*EXERCISE DETAILS*: Only a number is wanted here: how many lines in the records below contain the string "Query".

○ ○ ○ ○ ○ ○ ○

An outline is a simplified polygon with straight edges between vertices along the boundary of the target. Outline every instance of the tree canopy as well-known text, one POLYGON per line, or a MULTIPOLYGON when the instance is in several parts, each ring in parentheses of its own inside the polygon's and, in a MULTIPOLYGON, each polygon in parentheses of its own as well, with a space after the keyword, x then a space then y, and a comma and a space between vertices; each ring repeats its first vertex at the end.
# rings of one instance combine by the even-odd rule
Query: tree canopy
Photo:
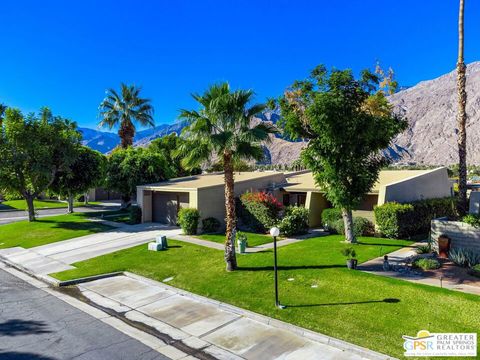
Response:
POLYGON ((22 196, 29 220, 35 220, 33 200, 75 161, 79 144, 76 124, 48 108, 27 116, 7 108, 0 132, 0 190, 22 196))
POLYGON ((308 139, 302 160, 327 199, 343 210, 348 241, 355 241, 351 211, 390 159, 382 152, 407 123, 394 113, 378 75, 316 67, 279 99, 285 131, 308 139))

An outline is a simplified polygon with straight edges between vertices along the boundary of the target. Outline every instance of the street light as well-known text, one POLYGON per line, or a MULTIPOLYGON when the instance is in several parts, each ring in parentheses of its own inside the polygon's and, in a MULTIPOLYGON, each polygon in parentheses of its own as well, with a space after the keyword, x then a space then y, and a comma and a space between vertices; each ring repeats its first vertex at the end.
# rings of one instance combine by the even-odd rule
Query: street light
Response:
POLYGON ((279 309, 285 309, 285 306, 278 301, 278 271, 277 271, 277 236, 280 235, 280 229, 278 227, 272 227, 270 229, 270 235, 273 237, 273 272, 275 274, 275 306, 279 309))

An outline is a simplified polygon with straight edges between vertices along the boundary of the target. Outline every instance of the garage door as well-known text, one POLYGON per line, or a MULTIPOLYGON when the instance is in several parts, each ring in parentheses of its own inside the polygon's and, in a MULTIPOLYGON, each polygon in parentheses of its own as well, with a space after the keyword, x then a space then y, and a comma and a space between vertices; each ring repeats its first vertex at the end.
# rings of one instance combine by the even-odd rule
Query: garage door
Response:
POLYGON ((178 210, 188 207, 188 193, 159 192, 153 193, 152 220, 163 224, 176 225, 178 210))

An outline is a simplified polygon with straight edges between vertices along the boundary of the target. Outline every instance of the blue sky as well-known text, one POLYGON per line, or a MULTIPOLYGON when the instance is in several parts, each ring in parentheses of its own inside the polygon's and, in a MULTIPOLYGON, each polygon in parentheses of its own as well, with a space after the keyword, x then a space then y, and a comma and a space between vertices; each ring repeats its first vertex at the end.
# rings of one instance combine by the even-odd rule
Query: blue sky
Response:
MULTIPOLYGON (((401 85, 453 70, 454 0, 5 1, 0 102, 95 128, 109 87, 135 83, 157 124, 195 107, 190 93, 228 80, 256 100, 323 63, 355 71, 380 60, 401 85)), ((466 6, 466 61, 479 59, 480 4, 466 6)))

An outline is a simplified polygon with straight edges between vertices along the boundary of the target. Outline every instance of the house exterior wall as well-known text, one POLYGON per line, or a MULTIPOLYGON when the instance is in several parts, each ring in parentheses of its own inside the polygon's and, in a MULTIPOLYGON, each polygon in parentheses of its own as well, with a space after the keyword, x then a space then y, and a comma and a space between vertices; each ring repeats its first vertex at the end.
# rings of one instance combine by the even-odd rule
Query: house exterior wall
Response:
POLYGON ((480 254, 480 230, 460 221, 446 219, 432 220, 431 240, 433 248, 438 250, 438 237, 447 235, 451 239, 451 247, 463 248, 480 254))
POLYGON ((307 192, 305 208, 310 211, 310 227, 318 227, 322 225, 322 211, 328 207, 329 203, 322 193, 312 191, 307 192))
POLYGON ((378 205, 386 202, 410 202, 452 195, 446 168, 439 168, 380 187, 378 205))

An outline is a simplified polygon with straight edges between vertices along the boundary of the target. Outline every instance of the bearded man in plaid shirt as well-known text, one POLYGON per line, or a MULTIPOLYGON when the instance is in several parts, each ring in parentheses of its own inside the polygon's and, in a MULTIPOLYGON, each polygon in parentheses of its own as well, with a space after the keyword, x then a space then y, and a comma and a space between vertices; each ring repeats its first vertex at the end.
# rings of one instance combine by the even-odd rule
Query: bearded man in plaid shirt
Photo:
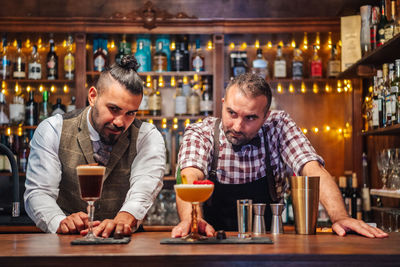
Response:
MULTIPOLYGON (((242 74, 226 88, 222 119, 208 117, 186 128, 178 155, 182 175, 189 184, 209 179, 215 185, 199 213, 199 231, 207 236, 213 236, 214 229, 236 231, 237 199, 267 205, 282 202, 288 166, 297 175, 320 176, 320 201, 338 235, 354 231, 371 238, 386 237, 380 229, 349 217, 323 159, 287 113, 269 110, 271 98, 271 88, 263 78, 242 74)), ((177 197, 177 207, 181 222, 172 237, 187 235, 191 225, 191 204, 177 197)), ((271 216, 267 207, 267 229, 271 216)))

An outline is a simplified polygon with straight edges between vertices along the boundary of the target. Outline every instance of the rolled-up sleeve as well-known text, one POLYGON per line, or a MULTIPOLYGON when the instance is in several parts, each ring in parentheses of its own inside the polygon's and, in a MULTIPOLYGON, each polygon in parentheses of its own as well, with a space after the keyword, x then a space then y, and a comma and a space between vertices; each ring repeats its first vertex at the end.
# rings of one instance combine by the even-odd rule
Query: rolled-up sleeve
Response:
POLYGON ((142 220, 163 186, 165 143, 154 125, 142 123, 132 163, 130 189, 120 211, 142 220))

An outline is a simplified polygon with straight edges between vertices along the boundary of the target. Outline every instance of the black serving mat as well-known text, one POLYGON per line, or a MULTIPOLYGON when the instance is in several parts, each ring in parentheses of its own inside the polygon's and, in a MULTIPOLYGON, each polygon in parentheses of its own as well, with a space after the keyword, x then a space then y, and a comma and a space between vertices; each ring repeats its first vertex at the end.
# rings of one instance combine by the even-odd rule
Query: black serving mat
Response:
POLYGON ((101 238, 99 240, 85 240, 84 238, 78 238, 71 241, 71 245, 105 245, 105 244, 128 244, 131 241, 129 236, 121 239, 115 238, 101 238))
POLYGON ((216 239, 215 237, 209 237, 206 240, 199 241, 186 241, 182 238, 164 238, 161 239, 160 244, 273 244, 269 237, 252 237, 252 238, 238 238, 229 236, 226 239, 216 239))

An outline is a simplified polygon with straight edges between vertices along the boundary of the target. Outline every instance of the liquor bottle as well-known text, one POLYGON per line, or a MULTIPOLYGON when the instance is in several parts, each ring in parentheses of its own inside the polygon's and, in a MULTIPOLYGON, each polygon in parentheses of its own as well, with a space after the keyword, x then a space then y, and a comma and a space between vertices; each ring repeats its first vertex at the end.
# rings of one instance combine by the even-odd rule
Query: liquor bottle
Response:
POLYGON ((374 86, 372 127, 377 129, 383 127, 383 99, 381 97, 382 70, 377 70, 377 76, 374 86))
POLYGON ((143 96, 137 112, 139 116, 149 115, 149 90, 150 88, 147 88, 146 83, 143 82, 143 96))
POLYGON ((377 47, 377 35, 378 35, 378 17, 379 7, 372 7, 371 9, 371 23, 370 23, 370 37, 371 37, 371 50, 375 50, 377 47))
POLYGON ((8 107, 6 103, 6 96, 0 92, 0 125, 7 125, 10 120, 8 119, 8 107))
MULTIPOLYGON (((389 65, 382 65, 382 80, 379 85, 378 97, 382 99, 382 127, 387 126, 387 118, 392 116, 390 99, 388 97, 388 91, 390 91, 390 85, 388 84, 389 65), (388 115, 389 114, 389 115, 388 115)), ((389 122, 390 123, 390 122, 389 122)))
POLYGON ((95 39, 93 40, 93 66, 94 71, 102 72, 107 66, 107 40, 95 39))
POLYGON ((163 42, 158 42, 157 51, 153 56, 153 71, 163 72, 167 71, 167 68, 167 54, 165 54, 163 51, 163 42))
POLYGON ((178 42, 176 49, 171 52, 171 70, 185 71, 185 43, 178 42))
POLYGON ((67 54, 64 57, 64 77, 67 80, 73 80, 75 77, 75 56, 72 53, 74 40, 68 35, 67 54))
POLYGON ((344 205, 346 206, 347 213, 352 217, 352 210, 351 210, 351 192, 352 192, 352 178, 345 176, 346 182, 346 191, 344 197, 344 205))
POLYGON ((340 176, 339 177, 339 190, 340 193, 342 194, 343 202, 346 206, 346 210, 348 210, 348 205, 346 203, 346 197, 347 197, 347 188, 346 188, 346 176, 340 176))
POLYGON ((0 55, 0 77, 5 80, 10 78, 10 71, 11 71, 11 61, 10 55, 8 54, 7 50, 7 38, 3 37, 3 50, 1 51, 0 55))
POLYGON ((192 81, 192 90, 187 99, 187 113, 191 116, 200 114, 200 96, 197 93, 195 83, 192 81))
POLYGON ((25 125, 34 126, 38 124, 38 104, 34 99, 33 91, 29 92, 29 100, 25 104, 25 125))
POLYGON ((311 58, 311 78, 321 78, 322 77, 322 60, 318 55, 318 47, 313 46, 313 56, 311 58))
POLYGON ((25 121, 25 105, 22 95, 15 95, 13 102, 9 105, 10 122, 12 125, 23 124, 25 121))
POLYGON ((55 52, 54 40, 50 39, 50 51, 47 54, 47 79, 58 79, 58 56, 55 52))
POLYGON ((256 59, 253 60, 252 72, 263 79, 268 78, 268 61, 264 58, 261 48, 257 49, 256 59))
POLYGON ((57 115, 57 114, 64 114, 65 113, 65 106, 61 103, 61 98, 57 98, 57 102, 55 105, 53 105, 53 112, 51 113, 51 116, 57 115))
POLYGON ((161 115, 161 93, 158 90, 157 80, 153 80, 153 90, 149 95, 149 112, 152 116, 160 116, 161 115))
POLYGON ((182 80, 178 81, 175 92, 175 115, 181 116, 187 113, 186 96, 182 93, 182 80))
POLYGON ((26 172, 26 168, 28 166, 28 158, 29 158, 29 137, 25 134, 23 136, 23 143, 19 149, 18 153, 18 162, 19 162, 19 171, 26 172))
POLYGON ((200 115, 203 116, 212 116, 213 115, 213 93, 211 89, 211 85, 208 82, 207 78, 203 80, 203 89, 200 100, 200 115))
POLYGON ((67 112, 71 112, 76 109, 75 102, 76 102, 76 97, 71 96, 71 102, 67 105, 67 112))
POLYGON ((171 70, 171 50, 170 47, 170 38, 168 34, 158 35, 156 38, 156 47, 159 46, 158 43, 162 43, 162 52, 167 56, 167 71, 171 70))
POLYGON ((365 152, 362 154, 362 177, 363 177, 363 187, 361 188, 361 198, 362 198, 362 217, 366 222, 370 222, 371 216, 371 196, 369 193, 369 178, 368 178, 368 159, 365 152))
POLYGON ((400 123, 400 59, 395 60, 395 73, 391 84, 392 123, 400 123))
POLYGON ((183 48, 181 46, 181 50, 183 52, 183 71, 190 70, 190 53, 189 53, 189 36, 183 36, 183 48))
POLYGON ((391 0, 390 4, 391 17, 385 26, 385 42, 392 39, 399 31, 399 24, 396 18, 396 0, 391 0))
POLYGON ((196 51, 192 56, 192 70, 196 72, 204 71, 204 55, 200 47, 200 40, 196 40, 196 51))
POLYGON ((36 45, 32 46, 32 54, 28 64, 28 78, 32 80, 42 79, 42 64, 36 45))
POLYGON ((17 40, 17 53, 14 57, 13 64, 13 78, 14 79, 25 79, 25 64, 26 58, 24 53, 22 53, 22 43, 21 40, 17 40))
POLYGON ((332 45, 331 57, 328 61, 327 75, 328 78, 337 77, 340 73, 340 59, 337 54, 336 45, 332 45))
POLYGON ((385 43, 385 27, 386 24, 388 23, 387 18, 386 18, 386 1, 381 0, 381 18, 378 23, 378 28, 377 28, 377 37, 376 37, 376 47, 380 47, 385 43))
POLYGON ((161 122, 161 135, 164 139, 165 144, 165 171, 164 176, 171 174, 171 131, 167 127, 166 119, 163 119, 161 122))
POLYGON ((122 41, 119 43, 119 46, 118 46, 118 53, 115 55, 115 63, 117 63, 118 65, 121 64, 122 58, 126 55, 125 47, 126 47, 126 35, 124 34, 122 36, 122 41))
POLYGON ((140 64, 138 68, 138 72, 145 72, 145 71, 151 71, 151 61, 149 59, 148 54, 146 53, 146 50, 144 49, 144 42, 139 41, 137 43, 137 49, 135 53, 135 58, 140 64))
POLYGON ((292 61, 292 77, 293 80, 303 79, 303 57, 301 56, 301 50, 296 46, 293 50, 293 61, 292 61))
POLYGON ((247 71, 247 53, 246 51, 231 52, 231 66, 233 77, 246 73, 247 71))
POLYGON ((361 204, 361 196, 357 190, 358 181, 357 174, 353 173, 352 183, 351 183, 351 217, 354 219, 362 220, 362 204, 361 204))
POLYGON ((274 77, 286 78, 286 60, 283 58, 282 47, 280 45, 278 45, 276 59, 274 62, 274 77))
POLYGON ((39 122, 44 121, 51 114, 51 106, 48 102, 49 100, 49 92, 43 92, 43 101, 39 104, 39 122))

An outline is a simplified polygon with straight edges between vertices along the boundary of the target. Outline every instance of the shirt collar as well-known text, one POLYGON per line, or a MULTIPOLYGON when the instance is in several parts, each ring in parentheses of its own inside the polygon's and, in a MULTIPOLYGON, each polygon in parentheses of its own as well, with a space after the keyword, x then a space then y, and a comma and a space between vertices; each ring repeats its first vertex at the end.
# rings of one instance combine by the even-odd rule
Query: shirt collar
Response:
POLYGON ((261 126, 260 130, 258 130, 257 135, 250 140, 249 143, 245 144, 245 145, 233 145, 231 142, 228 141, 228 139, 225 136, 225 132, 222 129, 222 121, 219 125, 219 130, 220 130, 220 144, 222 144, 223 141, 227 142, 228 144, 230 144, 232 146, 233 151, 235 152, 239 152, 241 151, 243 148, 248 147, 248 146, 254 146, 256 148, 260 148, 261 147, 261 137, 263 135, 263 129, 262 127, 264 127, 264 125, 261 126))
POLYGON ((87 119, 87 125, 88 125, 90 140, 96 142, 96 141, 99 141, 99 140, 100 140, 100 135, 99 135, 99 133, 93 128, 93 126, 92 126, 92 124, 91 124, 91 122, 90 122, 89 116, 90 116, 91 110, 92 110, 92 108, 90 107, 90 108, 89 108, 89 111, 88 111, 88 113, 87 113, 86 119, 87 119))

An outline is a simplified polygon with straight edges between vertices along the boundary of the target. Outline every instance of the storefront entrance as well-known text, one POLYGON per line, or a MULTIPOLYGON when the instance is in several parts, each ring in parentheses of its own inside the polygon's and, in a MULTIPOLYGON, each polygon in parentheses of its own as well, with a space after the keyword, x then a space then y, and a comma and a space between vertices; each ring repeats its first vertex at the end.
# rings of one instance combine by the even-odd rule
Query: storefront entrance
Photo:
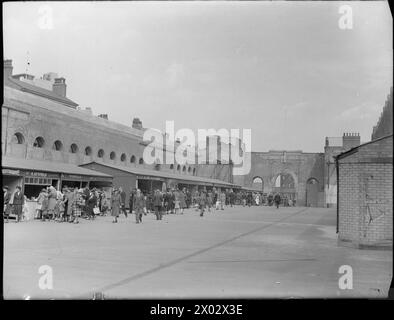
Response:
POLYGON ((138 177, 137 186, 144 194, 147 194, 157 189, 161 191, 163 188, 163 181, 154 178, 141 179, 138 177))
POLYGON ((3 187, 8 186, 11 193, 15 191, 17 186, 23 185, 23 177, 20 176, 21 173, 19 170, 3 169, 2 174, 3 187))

○ ○ ○ ○ ○ ○ ○

*THE ANSWER*: 11